— Document text —
Over the 10+ years that I’ve been reviewing web and app content for BBC Click, I have been approached by a lot of rookie developers hoping to secure coverage. This is completely understandable as exposure on a global show like BBC Click can really make a difference to a young company, and I take my responsibility very seriously. Having just composed the same email that I send to many requests of this nature I thought I would write the information here… partly to save myself time in having to write it out again and again, and partly because I hope it will give those not experienced in dealing with the press some insight about how best to approach the task. Obviously I speak only for myself, and I welcome comments from other journalists and reporters if they want to add to the advice in the comments below. But if you are pitching your development project to me, for coverage in any of the outlets I regularly work for, here are my top tips:
- Be patient: Firstly you should know that I handle all requests for coverage democratically, to give a fair chance to everyone and not just those with enough marketing budget to pay someone to harass me… Pitch your content by sending me a link (ideally through Twitter as this is my first port of call when clearing communications backlog) and I will add it to the queue for consideration. Once you have had a reply from me to that effect then please just be patient. Spamming me with update info and links to other people’s reviews will not do you any favours. In fact quite the opposite as the more people who have covered your project the more out of date it is to me. It’s also worth noting that I have complete editorial control over what initially gets selected for inclusion in Webscape, so if you have had a reply from me to say it is on the list, spamming my colleagues at the BBC will do you no good as they will simply pass your information on to me and I will be irked because I already told you I’m considering you.
- Watch your language: When approaching journalists for coverage (especially if they work for the BBC) it’s not the best idea to pitch your request as wanting to secure coverage to promote your product… editorial outlets are not there to promote your projects, that is the role of paid advertising or advertorial. I know this is just a matter of semantics, but you will always put a good journalist on the back foot if they think editorial bias could be construed from your communication string. The way I think of it is, if a Daily Fail hack was reading over my shoulder would they be able to make it sound dodgy?
- Follow up in a reasonable amount of time: Typically it takes 8 weeks for content to bubble to the top of my consideration list so please do give me a poke after that period of time to inquire about progress.
- Keep me informed of newsworthy events: If you can link your project to a current event or trending story there is the chance I can bump it up to be reviewed in the weekend of that event. So have this in mind and do please send me a tweet letting me know if your project can GENUINELY be linked to a current or newsworthy event. I select trending content for the weekend’s show by Tuesday morning, so make sure you get in touch by then if you think you have something.
- Don’t be a one-trick pony: At the BBC we take great care to cover all platforms equally and there is a large portion of our global audience who do not have smartphones. For this reason I have limited review spots each month for single platform smartphone apps (in other words if your app is iOS only it will wait in a queue about ten times longer than the other smartphone platforms as this is without doubt the most saturated market). The shortest queues are for those products which cover multiple platforms and have a web element as well.

— Using the information —
[A] Decide whether each statement agrees with the tips on pitching to BBC Click. Answer yes or no for each, and quote the deciding words of the text exactly. (i) The writer has reviewed web and app content for BBC Click for more than ten years. (ii) Trending content for the weekend's show is selected by Friday. (iii) Apps available only on iOS wait in a shorter queue than apps on other smartphone platforms.
[B] Set down the part of the tips on pitching to BBC Click starting with "- Keep me informed" and going on through "you have something.".
[C] Write the next part of the tips on pitching to BBC Click, picking up after its final sentence.

— Data shown —
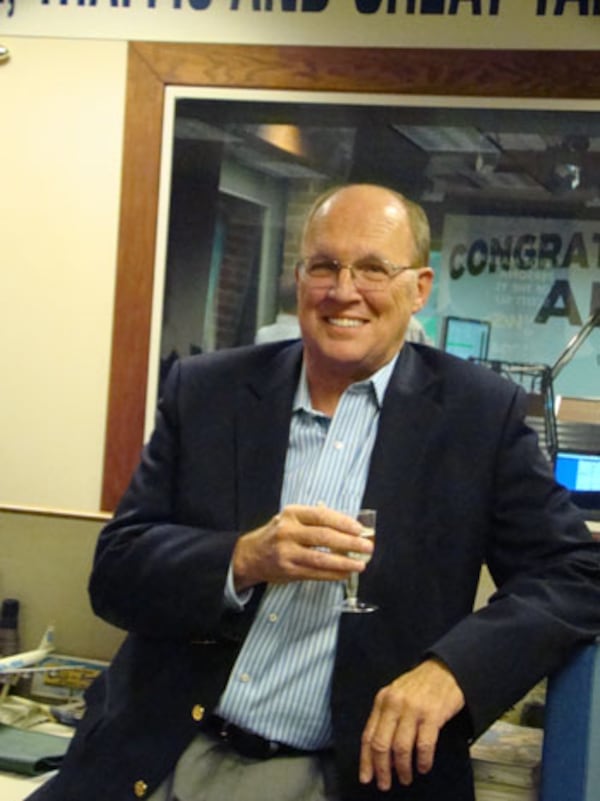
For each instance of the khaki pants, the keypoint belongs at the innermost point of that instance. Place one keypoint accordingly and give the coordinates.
(212, 771)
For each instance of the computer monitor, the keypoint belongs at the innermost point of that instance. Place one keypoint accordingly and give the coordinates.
(465, 337)
(579, 472)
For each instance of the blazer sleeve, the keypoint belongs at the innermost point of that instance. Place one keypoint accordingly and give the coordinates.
(547, 570)
(159, 571)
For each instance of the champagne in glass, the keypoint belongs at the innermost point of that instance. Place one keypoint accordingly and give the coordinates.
(352, 603)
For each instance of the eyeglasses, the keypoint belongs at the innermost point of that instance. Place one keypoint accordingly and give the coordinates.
(367, 273)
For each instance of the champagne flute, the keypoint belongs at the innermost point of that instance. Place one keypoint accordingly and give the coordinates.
(352, 603)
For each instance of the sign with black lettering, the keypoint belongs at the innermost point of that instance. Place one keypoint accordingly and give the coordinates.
(536, 280)
(528, 24)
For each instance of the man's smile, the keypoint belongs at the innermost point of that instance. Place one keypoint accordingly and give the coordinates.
(345, 322)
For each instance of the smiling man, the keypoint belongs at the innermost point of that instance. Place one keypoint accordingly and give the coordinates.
(361, 277)
(240, 678)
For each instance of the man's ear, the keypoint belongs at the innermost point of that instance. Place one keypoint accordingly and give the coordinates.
(425, 277)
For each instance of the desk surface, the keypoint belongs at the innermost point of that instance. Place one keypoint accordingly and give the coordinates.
(15, 788)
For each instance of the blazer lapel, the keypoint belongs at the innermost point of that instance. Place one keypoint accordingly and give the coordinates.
(410, 414)
(263, 417)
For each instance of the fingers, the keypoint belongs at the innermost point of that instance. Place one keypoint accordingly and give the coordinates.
(402, 731)
(299, 543)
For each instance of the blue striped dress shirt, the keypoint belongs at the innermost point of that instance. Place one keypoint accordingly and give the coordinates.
(280, 684)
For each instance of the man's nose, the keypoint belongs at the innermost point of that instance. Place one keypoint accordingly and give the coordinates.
(344, 285)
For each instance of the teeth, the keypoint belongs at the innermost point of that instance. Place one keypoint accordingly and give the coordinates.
(345, 322)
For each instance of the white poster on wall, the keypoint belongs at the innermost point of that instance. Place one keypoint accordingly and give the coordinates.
(535, 280)
(507, 24)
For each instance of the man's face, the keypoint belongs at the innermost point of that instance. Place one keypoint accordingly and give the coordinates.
(354, 332)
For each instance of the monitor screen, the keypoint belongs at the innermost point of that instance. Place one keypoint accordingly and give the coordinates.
(466, 338)
(580, 473)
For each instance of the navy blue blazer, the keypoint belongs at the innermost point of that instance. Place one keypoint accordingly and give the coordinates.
(457, 479)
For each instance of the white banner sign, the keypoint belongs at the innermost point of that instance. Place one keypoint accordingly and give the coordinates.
(535, 280)
(511, 24)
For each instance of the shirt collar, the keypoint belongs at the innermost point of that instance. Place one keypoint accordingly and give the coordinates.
(377, 383)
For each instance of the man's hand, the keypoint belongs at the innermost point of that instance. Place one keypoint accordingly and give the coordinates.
(300, 543)
(405, 721)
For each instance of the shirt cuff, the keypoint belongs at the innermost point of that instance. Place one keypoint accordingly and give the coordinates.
(233, 600)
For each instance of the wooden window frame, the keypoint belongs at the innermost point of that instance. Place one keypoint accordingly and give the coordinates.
(152, 66)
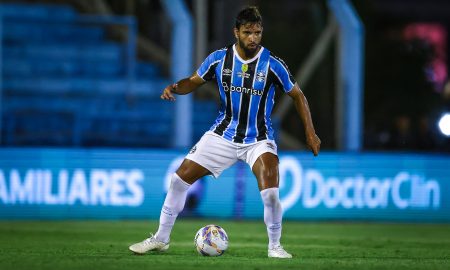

— Exercise responses —
[A]
(i) Yes: "Over the 10+ years that I’ve been reviewing web and app content for BBC Click"
(ii) No: "I select trending content for the weekend’s show by Tuesday morning"
(iii) No: "if your app is iOS only it will wait in a queue about ten times longer than the other smartphone platforms"

[B]
- Keep me informed of newsworthy events: If you can link your project to a current event or trending story there is the chance I can bump it up to be reviewed in the weekend of that event. So have this in mind and do please send me a tweet letting me know if your project can GENUINELY be linked to a current or newsworthy event. I select trending content for the weekend’s show by Tuesday morning, so make sure you get in touch by then if you think you have something.

[C]
- Do not sign me up to your newsletter: Seriously. If I want to join your newsletter I will join it… if you sign me up for it without my permission you will just annoy me and the likelihood is I will delete your project from my consideration list because I do not like to recommend companies to my readers that operate such shady marketing practices.
- Understand the meaning of innovation: If you are going to tell me your product or service is ‘innovative’ or ‘ground-breaking’ be very sure you understand what those phrases mean. If the first paragraph of your press release is littered with inaccurate superlatives I am very unlikely to take you seriously.
- Get to the point: The main reason I favour Twitter as a communication stream is because you have to get to the point in 140 characters, making the amount of communications I handle each week much more manageable. You are welcome to send me an email if you really want to (email@example.com), but for pity’s sake get to the point! If you send me a novel-length press release with the project you are pitching buried somewhere in the tenth paragraph I am going to bung it straight in the waste basket. Sorry, but you need to give me a single paragraph at the top of your release telling me exactly what you are pitching, and if I want to read further information I will do so.
- Webscape is for reviewing content: My section of BBC Click is very well defined; it’s a place for short reviews of current content… no interviews, no back stories, no previews or teasers… just plain old reviews of working content that is available (and relevant) to a global audience. If you think the technology behind your project is interesting enough for a Click feature in the main show then that is a different matter, but I have no control or influence over that. You’ll have to email firstname.lastname@example.org in that instance.
- This is not a focus group: I would love to have time to testflight your apps and give everyone development feedback, but if I did that I would have to give up sleeping, and possibly eating and going to the toilet too – which, let’s face it, nobody wants.
I hope you find these tips useful.. they’re certainly meant to be, and I genuinely love hearing from anyone who has websites and apps to pitch. So if I have directed you here following a request for information about pitching to me I look forward to hearing from you soon!